→ Aim:
Please write out each of the rows below word for word, with every character unchanged.

→ Records for the task:
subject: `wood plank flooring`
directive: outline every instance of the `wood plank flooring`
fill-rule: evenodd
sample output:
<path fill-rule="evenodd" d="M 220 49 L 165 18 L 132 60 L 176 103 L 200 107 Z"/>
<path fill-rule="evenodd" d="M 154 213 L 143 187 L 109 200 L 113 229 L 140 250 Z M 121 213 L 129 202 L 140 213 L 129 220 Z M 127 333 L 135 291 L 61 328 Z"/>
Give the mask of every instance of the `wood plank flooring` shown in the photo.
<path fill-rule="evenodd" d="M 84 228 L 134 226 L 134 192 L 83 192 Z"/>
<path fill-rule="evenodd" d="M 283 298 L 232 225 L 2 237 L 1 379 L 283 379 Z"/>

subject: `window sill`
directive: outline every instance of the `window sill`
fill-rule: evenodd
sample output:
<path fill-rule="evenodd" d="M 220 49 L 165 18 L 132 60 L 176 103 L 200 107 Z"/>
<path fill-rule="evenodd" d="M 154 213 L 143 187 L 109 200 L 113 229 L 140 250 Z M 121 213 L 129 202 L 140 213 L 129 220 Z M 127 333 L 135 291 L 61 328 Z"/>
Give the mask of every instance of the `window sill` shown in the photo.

→ Solution to this problem:
subject: `wood plank flooring`
directive: outline every instance of the `wood plank flooring`
fill-rule: evenodd
sample output:
<path fill-rule="evenodd" d="M 220 49 L 165 18 L 132 60 L 176 103 L 200 107 Z"/>
<path fill-rule="evenodd" d="M 154 213 L 143 187 L 109 200 L 113 229 L 140 250 Z M 121 213 L 129 202 L 140 213 L 129 220 Z M 127 333 L 135 291 L 61 328 Z"/>
Give the mask of every instance of the `wood plank flooring` shown in the photo.
<path fill-rule="evenodd" d="M 84 228 L 134 226 L 134 192 L 83 192 Z"/>
<path fill-rule="evenodd" d="M 283 298 L 232 225 L 2 237 L 1 379 L 283 379 Z"/>

subject: `window sill`
directive: outline every instance of the `window sill`
fill-rule: evenodd
sample output:
<path fill-rule="evenodd" d="M 220 49 L 165 18 L 132 60 L 176 103 L 200 107 Z"/>
<path fill-rule="evenodd" d="M 154 213 L 143 187 L 109 200 L 113 229 L 140 250 Z M 121 213 L 129 202 L 140 213 L 129 220 Z M 127 333 L 135 291 L 61 328 Z"/>
Give the mask of every instance of the `window sill` shown in the photo.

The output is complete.